## TASK TO CARRY OUT
Set down every record below exactly as it stands, minus the pictures.

## Records from a data collection

=== Section Start ===

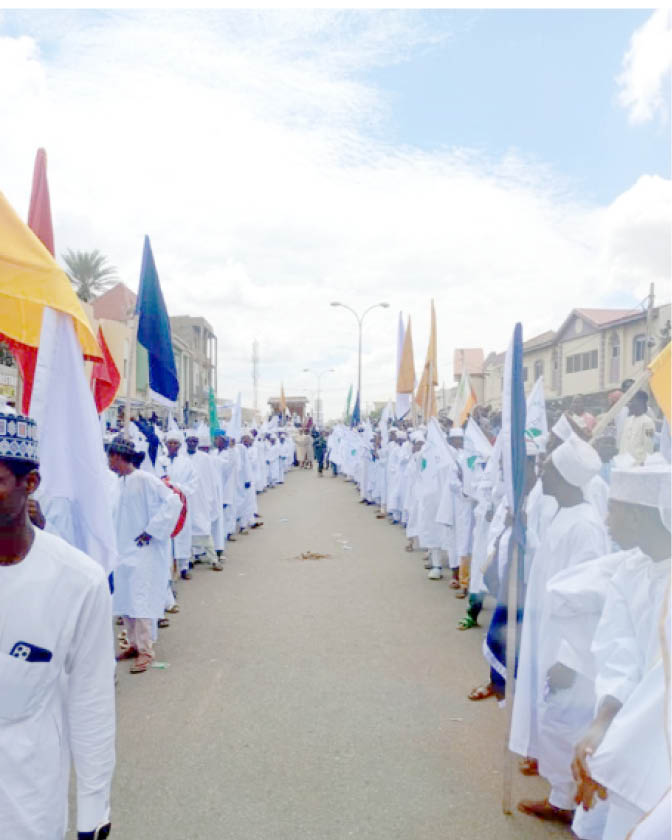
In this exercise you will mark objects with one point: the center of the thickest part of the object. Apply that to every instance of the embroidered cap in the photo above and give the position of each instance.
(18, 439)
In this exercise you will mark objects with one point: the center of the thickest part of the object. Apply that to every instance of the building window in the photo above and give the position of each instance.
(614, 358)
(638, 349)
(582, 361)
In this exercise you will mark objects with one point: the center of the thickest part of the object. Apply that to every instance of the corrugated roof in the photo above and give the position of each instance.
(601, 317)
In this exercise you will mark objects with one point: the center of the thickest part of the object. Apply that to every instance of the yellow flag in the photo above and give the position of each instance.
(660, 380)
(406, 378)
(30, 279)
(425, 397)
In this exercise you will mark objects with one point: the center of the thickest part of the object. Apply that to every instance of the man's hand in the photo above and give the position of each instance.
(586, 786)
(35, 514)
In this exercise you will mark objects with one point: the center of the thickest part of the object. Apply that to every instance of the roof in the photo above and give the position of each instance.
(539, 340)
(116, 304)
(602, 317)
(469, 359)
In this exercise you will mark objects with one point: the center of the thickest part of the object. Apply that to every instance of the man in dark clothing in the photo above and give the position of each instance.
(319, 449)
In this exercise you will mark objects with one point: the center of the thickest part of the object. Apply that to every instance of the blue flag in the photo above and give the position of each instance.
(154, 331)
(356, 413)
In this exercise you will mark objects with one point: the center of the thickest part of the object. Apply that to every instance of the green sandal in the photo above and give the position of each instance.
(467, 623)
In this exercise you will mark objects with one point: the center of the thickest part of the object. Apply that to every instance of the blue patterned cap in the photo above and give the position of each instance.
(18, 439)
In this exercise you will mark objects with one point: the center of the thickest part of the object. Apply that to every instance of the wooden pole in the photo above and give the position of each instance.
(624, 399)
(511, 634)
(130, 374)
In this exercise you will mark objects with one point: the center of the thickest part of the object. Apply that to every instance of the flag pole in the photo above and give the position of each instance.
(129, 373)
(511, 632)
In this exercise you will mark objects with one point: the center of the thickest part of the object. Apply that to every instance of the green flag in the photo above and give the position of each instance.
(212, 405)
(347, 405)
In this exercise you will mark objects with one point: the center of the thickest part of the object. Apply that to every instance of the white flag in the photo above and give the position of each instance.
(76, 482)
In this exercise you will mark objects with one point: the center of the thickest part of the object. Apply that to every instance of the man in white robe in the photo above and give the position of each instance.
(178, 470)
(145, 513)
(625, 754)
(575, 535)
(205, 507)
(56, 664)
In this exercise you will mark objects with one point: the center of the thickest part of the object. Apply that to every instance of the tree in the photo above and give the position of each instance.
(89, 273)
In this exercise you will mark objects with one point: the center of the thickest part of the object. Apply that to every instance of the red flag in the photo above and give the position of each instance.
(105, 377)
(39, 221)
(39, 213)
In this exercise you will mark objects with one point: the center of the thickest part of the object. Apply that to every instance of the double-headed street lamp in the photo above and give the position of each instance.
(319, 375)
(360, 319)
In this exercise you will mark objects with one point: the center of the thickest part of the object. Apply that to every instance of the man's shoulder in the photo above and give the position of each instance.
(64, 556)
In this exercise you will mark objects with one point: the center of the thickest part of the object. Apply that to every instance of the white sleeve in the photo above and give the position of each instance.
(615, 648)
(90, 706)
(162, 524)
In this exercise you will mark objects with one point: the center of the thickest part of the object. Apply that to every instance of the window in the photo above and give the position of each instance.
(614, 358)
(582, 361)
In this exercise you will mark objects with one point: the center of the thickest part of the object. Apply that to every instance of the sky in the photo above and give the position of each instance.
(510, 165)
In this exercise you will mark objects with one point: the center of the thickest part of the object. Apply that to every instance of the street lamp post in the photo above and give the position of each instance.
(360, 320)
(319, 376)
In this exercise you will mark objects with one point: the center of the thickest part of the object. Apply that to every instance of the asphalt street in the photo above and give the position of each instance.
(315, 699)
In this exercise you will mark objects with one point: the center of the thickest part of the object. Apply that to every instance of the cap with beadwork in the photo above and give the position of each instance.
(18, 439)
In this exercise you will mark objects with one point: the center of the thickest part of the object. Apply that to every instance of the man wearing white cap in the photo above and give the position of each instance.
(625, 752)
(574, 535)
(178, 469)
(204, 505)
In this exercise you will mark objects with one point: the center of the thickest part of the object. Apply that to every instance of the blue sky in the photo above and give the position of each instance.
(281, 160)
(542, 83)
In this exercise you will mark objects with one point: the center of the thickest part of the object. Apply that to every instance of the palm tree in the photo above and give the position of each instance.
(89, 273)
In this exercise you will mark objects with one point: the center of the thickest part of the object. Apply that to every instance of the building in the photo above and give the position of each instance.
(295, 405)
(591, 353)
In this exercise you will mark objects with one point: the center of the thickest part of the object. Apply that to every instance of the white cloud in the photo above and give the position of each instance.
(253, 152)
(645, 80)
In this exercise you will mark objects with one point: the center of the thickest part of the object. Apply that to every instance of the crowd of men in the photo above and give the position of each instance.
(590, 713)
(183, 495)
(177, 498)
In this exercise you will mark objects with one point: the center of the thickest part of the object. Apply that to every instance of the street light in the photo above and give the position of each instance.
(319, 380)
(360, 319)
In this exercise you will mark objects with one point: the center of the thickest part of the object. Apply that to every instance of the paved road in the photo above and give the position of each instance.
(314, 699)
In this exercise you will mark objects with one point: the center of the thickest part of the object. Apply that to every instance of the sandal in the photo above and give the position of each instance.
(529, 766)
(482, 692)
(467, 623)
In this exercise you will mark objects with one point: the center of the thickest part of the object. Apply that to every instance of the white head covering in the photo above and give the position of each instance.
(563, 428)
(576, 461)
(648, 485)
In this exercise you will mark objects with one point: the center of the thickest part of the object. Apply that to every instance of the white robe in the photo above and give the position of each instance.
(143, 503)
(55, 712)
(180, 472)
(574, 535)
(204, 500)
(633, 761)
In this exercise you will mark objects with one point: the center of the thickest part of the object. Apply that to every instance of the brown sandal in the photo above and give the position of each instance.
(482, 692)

=== Section End ===

## SOLUTION
In this exercise you will mark objects with one point: the center of the thickest part of the object. Apply that to every instance of the embroidered cap in the photo above and give the position of each instance.
(18, 439)
In this exercise you will mark objects with one point: the center of the thickest part of the object. Apply that to every instance of the building window in the photo above and give the position of each instance.
(614, 358)
(638, 349)
(582, 361)
In this exercise you will mark objects with one point: the center of the thickest part of the object. Apply that to every instance of the corrugated roof in the photo above and give the position of each instance.
(601, 317)
In this exercise you will mark objects with one point: the center of the thickest part of the object. Apply that to every instance of the yellow flag in the photo above and give the position of each instance.
(660, 380)
(406, 378)
(30, 279)
(425, 397)
In this exercise you will mark objects with one point: the center of the thickest part of the object. Apply that to every instance of the man's hand in the photo above and give the position of each instance.
(586, 786)
(35, 514)
In this exercise you will mark objects with one point: the center of the thickest part of the object. Apply that to every instance of the roof in the photo above and give the position of each instance.
(539, 340)
(116, 304)
(602, 317)
(469, 359)
In this exercise you will mark objects with one point: the center of the thickest part of the object. Apply that to every instance of the man in dark clothing in the photo above and give the position of each instance.
(319, 449)
In this exercise you will mark objects with one point: the center of the thickest part of the object. Apply that to every instance of the blue flag in the photo above and give the position of each instance.
(154, 331)
(356, 413)
In this exercise you will mark objects with one point: the center of the thickest part of the object. Apply that to every instance of the green sandal in the photo above and give the position of each instance.
(467, 623)
In this exercise you will mark objects with one point: the center of the thickest part of the object. Apply that to every instance of the blue patterned cap in the photo above and give the position of each instance.
(18, 439)
In this exercise you will mark objects with one point: the center of the thickest part of the object. Apply that to every instance of the wooden pole in the photo above and give the position of each instance.
(624, 399)
(511, 634)
(130, 374)
In this exercise you will mark objects with one point: the center of the thickest part of the object. Apply that to every instance of the flag pole in the photo above and give the position of each instance.
(129, 373)
(511, 632)
In this exercise you will mark objects with one point: the center of the thickest part of the object. Apply that to every instance of the green flag in the photo above and give the position of each instance.
(212, 405)
(347, 405)
In this exercise you will mark objects with one point: the center of the thickest part of the object. Apply that to every instance of the white flag in the photo above and give the position of each instance.
(76, 482)
In this exercise you will mark objects with one point: the center of the thickest part of the object. Apply that to every instance of the man in white robe in the photo above and give the position of each instance.
(178, 470)
(145, 513)
(625, 754)
(575, 535)
(205, 507)
(56, 664)
In this exercise you will mark objects with one point: the center of the thickest part of the object. Apply that to every instance of the tree in the photo above and give the position of each instance.
(89, 273)
In this exercise you will mark objects with one point: the center of the thickest part of the object. Apply that to every instance of the red flag in the photo above and give the position of each instance.
(105, 377)
(39, 221)
(39, 213)
In this exercise you will mark objects with one point: the center of the thickest part of the object. Apply that to every instance of the double-headed street lamp in the photo above and give the position of each instance.
(319, 375)
(360, 319)
In this exercise you will mark objects with one point: the center of the thickest part of the object. Apply that to every instance of the man's shoulder in the photo above and give the position of each instance.
(64, 556)
In this exercise you will mark objects with one point: the center of the thickest part of the object. Apply that to every instance of the white sleeve in the photo above and give the position of each instance.
(615, 648)
(90, 706)
(162, 524)
In this exercise you will mark objects with one point: the center of the thickest part of the object. Apply that to every instance of the window in the photo above and give the position of each instance.
(614, 358)
(582, 361)
In this exercise you will mark objects with one point: the center of the thickest part of the object. Apply that to every instance of the sky in the photo above and give the position of each instance.
(510, 165)
In this exercise you will mark objects with one point: the center of the thickest part of the object. Apply that to every instance of the street lamp post in the photo above and give the position of each instance.
(360, 320)
(319, 376)
In this exercise you will mark objects with one point: the center of the thickest part of the object. Apply that to every instance of the asphalt street in the photo above and give the position of each instance.
(315, 699)
In this exercise you will mark objects with one point: the center of the thickest part of the object. Apply that to every instance of the cap with beadwork in the photo above and give the position of each instance.
(18, 439)
In this exercise you will mark objects with one point: the center of the thickest part of the object. Apply that to every instance of the man wearing white cap in the photo above and give the position of each instance.
(625, 752)
(574, 535)
(178, 469)
(204, 505)
In this exercise you will mark objects with one point: the center of the thickest part of the object. Apply that to every instance of the blue sky in the photo above and give the position of each instance.
(281, 160)
(542, 83)
In this exercise you will mark objects with one point: the center of the thickest part of the object. Apply that to every instance of the palm tree in the photo above and give the position of each instance.
(89, 273)
In this exercise you will mark objects with one point: the center of the thickest part of the object. Apply that to every instance of the building in the photo above and give the position of each instance.
(295, 405)
(591, 353)
In this exercise you will mark objects with one point: the center of the thickest part of the object. Apply that to every instance of the white cloud in the photo above and give the position of each instance.
(253, 152)
(645, 80)
In this exercise you will mark objects with one point: the center of the thickest part of the object. Apply that to every instance of the crowd of men in the photo above and give the position of each instance.
(590, 713)
(183, 495)
(177, 498)
In this exercise you will mark objects with one point: the center of the thickest part of the object. Apply that to every instance of the street light in the photo above and give the position of each instance.
(319, 380)
(360, 319)
In this exercise you will mark objects with one point: the center of the thickest part of the object. Apply that to every instance of the paved road in the photo above and give the position of each instance.
(314, 699)
In this exercise you will mark objects with one point: the center of the thickest part of the object. Apply that to every instance of the sandal in the photo above and give the position of each instance.
(529, 766)
(482, 692)
(467, 623)
In this exercise you will mark objects with one point: the center of the thickest part of the object. Apply that to every instance of the white head covering in the photo above and give the position of each instance.
(563, 428)
(576, 461)
(648, 485)
In this exercise you will mark objects with one point: the center of the thickest part of the object. Apply that to every instance of the white robe in the photo above and give the position of each instance.
(143, 503)
(55, 712)
(180, 472)
(574, 535)
(204, 500)
(633, 761)
In this exercise you will mark objects with one point: the center of the thickest part of the object. Apply that to every instance of the brown sandal in the photo above and give the position of each instance.
(482, 692)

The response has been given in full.